About this exercise: Return the data that follows exactly, with each line intact.
*** Dataset records ***
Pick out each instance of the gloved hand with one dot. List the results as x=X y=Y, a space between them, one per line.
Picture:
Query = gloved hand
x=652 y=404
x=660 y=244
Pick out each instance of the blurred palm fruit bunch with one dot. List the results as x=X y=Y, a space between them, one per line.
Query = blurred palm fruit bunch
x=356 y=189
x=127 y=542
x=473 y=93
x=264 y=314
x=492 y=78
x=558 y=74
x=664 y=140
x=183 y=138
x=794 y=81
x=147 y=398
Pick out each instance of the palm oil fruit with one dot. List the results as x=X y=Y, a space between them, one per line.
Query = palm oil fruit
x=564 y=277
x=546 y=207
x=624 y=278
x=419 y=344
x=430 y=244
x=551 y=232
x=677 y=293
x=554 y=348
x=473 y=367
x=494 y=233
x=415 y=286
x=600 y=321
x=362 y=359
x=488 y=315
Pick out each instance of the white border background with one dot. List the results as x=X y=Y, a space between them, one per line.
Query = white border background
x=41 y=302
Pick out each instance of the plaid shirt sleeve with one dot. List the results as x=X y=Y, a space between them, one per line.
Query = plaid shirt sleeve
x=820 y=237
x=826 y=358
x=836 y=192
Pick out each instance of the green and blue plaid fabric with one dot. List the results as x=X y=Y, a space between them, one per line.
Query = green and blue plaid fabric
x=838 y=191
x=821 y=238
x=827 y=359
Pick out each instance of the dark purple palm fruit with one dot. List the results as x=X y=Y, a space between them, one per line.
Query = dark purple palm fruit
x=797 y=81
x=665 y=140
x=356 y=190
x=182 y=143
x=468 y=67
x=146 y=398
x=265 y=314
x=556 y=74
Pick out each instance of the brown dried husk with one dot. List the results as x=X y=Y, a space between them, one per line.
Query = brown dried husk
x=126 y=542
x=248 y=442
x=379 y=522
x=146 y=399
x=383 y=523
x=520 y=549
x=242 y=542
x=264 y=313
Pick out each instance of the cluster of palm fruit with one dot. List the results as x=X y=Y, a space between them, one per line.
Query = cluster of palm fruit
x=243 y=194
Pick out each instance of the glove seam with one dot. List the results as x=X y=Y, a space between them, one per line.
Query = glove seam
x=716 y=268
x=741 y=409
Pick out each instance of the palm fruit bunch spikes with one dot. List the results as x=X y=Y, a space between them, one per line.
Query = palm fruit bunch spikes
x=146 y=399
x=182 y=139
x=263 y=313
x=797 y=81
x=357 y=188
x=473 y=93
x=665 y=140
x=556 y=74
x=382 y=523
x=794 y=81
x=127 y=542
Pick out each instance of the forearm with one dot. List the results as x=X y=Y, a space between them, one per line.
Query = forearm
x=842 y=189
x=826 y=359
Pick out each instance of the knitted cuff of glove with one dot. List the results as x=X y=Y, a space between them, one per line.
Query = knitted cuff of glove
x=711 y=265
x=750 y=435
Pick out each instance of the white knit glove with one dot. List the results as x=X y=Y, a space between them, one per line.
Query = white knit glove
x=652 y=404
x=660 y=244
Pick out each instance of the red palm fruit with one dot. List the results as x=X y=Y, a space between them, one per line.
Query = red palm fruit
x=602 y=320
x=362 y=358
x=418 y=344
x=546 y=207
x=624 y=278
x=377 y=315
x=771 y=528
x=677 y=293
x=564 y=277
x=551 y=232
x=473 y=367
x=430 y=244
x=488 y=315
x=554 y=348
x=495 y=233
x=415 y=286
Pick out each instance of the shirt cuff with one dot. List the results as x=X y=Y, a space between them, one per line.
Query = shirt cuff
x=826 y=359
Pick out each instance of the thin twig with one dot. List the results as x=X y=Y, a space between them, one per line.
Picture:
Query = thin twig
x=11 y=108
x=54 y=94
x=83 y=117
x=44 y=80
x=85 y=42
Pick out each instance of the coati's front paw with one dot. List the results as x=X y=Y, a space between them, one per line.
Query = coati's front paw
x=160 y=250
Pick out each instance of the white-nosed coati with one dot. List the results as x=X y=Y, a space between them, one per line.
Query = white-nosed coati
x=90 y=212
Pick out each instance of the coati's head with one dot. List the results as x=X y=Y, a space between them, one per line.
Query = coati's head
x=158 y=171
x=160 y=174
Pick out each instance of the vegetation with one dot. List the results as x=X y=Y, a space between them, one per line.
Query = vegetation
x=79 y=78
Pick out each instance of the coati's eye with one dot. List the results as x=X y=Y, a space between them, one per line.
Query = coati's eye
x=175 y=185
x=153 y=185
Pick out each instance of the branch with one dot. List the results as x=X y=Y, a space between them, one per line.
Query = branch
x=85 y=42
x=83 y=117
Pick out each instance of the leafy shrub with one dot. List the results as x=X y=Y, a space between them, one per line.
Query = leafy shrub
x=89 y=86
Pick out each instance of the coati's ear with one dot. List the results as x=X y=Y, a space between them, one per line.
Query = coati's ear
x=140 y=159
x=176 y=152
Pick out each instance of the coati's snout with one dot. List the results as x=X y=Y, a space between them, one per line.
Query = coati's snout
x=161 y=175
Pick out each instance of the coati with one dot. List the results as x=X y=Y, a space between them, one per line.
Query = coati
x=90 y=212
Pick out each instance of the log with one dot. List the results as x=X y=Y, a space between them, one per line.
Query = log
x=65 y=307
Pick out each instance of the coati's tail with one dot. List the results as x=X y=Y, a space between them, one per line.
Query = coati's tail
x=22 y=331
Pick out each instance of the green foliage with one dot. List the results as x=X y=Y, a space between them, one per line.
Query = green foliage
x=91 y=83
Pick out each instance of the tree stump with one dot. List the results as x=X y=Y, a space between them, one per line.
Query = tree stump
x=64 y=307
*** End of Dataset records ***
Answer space:
Pick out each instance of the gloved hand with one dot. List the results as x=X y=Y, a space between them, one per line.
Picture:
Query = gloved hand
x=652 y=404
x=660 y=244
Pick out each instance of the blurred palm fruit bunch with one dot. List the results as x=X y=Y, a space between them, one per line.
Query = blurred palm fruit bunch
x=356 y=189
x=127 y=542
x=473 y=93
x=264 y=314
x=492 y=78
x=558 y=74
x=664 y=140
x=183 y=138
x=794 y=81
x=147 y=398
Pick out each instance of the palm oil fruit with one dot. List the results as x=X y=Y, a space between them, one per line.
Query = palm oil fruit
x=564 y=277
x=546 y=207
x=624 y=278
x=419 y=344
x=430 y=244
x=551 y=232
x=677 y=293
x=554 y=348
x=473 y=367
x=494 y=233
x=415 y=286
x=600 y=321
x=362 y=359
x=488 y=315
Pick out each instance of the white border background with one dot. List the results as x=X y=Y, a space between them, one per line.
Query = white border background
x=41 y=302
Pick out each instance of the plaid shirt sleeve with one dot. List the results as x=X y=Y, a space between them, one per line.
Query = plaid shirt sleeve
x=820 y=237
x=826 y=358
x=836 y=192
Pick out each instance of the green and blue plaid fabric with one dot. List the results as x=X y=Y, a space between them, one per line.
Query = green and blue plaid fabric
x=838 y=191
x=821 y=238
x=827 y=359
Pick out each instance of the dark purple palm fruit with one dot. List the results as x=X y=Y, a space between them, one per line.
Query = dark purple palm fruit
x=797 y=81
x=665 y=140
x=356 y=190
x=182 y=143
x=468 y=67
x=146 y=398
x=265 y=314
x=556 y=74
Pick out each instance of the brown dried husk with one dot. List the results as x=X y=Y, a space between them, one per line.
Query = brown dried husk
x=126 y=542
x=248 y=442
x=379 y=522
x=146 y=399
x=383 y=523
x=520 y=549
x=242 y=542
x=264 y=313
Pick out each instance of the cluster of palm fruit with one dot. List the results as x=X y=Y, a space between them, one per line.
Query = cluster of palm fruit
x=243 y=194
Pick out each instance of the glove seam with one dot. List the results as x=X y=Y, a space between them, one per line.
Query = glove seam
x=716 y=268
x=741 y=409
Pick out each instance of the palm fruit bunch spikes with one dot. List the results as x=X y=Y, a space between them, one per line.
Query = palm fruit bunch spikes
x=146 y=399
x=182 y=139
x=263 y=313
x=797 y=81
x=357 y=188
x=473 y=93
x=665 y=140
x=556 y=74
x=382 y=523
x=794 y=81
x=127 y=542
Pick out each instance of the forearm with one dot. List the results as x=X y=Y, a space between them, one per line.
Query = forearm
x=842 y=189
x=826 y=359
Pick out each instance of the knitted cuff of glove with one dot. List the results as x=X y=Y, a space between them, one per line.
Query = knitted cuff of glove
x=711 y=265
x=750 y=435
Pick out each instance of the white knit glove with one dot. List the results as x=X y=Y, a space between them, one per line.
Query = white knit glove
x=652 y=404
x=660 y=244
Pick out each instance of the red palm fruit with one dot. List the results as x=X y=Y, a space between them, one per line.
Query = red palm fruit
x=602 y=320
x=362 y=358
x=418 y=344
x=546 y=207
x=624 y=278
x=377 y=315
x=771 y=528
x=677 y=293
x=564 y=277
x=551 y=232
x=473 y=367
x=430 y=244
x=488 y=315
x=554 y=348
x=495 y=233
x=415 y=286
Pick out each instance of the shirt cuff with one dot. List the results as x=X y=Y, a space between them, one per line.
Query = shirt cuff
x=826 y=359
Pick out each instance of the thin twig with one dot. List the results as x=X y=Y, a space between them, one per line.
Picture:
Query = thin twig
x=11 y=108
x=54 y=94
x=83 y=117
x=44 y=80
x=85 y=42
Pick out each instance of the coati's front paw with one dot. List the results as x=X y=Y, a space between them, one per line.
Query = coati's front paw
x=160 y=250
Pick out each instance of the white-nosed coati with one dot. List the results as x=X y=Y, a space between them, one per line.
Query = white-nosed coati
x=90 y=212
Pick out each instance of the coati's head with one dot. List the results as x=X y=Y, a space between them, one per line.
Query = coati's head
x=158 y=171
x=160 y=174
Pick out each instance of the vegetation with one dot. List the results as x=X y=Y, a space between them, one per line.
Query = vegetation
x=79 y=78
Pick out each instance of the coati's eye with one dot. List the results as x=X y=Y, a space between them, one per line.
Query = coati's eye
x=175 y=185
x=153 y=185
Pick out each instance of the branch with one dot. List the results as x=X y=Y, a space between them, one per line.
Query = branch
x=85 y=42
x=83 y=117
Pick out each instance of the leafy shrub with one dot. List the results as x=X y=Y, a space between them, one per line.
Query = leafy shrub
x=89 y=86
Pick out each instance of the coati's ear with one dot. List the results as x=X y=Y, a space between them, one per line.
Query = coati's ear
x=140 y=159
x=176 y=152
Pick out each instance of the coati's snout with one dot. List the results as x=X y=Y, a space between them, one per line.
Query = coati's snout
x=161 y=175
Pick out each instance of the coati with one dot. List the results as x=X y=Y, a space between them, one per line.
Query = coati
x=90 y=212
Pick out each instance of the log with one dot. List the results as x=X y=Y, a space between them, one per line.
Query = log
x=65 y=307
Pick out each instance of the coati's tail with one dot. List the results as x=X y=Y, a space between them, one per line.
Query = coati's tail
x=22 y=331
Pick out each instance of the green foliage with one dot. List the results as x=X y=Y, a space between them, one per line.
Query = green foliage
x=91 y=83
Pick out each instance of the tree stump with one dot. List the results as x=X y=Y, a space between them, one per line.
Query = tree stump
x=64 y=307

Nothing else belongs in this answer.